╭─ TEKST

Inleiding & financieel perspectief
In de Perspectiefnota 2020 – 2023 gaven wij aan hoe het college de komende jaren werkt aan de toekomst van Zwolle. Hoe Zwolle de volgende stap zet in zijn ontwikkeling. En de sociale stad blijft die het nu is. In deze Begroting laten wij zien hoe we in 2020 invulling geven aan de plannen uit de Perspectiefnota 2020 - 2023. Investeringen die de aantrekkelijkheid van Zwolle vergroten en helpen om de ambitie om uit te groeien tot de vierde economische topregio van Nederland waar te maken.
Om het sociale karakter van Zwolle te behouden en waar mogelijk te versterken, gaan we in 2020 verder met onze hervormingsagenda. Uitgangspunt hierbij is dat er een goede balans is tussen kwaliteit, maatwerk, toegankelijkheid en kostenbeheersing. Concreet zetten we onder andere in op de collectivisering van voorzieningen, bijvoorbeeld via herinrichting van de dagbesteding, en jeugdzorg zo dicht mogelijk bij huis leveren. Dat laatste betekent minder jeugdhulp in het topsegment en meer nadruk op de relatie onderwijs-jeugdhulp.

╰─
╭─ VASTGELEGDE GEGEVENS

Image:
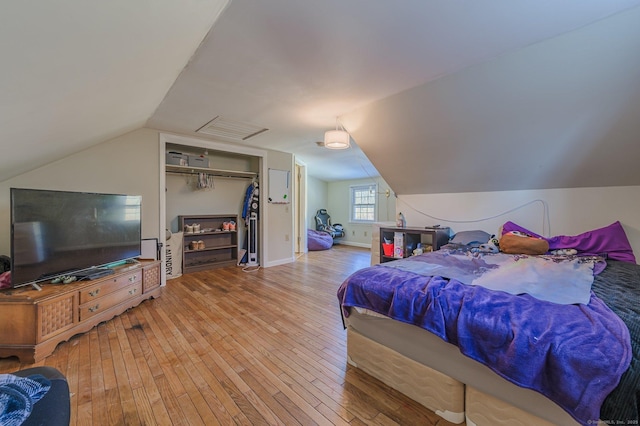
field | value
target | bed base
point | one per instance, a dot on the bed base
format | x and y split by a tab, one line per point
400	354
408	377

╰─

OPDRACHTEN >>
**1.** Vertaal deze zin uit de tekst in het Engels: "Uitgangspunt hierbij is dat er een goede balans is tussen kwaliteit, maatwerk, toegankelijkheid en kostenbeheersing."
**2.** Beantwoord met behulp van de tekst:
(a) Tot welke regio wil Zwolle uitgroeien?
(b) Met welke agenda gaat Zwolle in 2020 verder?
(c) Op welke relatie komt meer nadruk te liggen?
**3.** Som alle zaken op waartussen volgens de tekst een goede balans moet bestaan.
Gebruik alleen de tekst en niet de lijst.

ANTWOORDEN OP VOLGORDE >>
**1.** The starting point here is that there is a good balance between quality, tailored solutions, accessibility and cost control.

**2.**
(a) De vierde economische topregio van Nederland.
(b) De hervormingsagenda.
(c) De relatie onderwijs-jeugdhulp.

**3.** Kwaliteit, maatwerk, toegankelijkheid, kostenbeheersing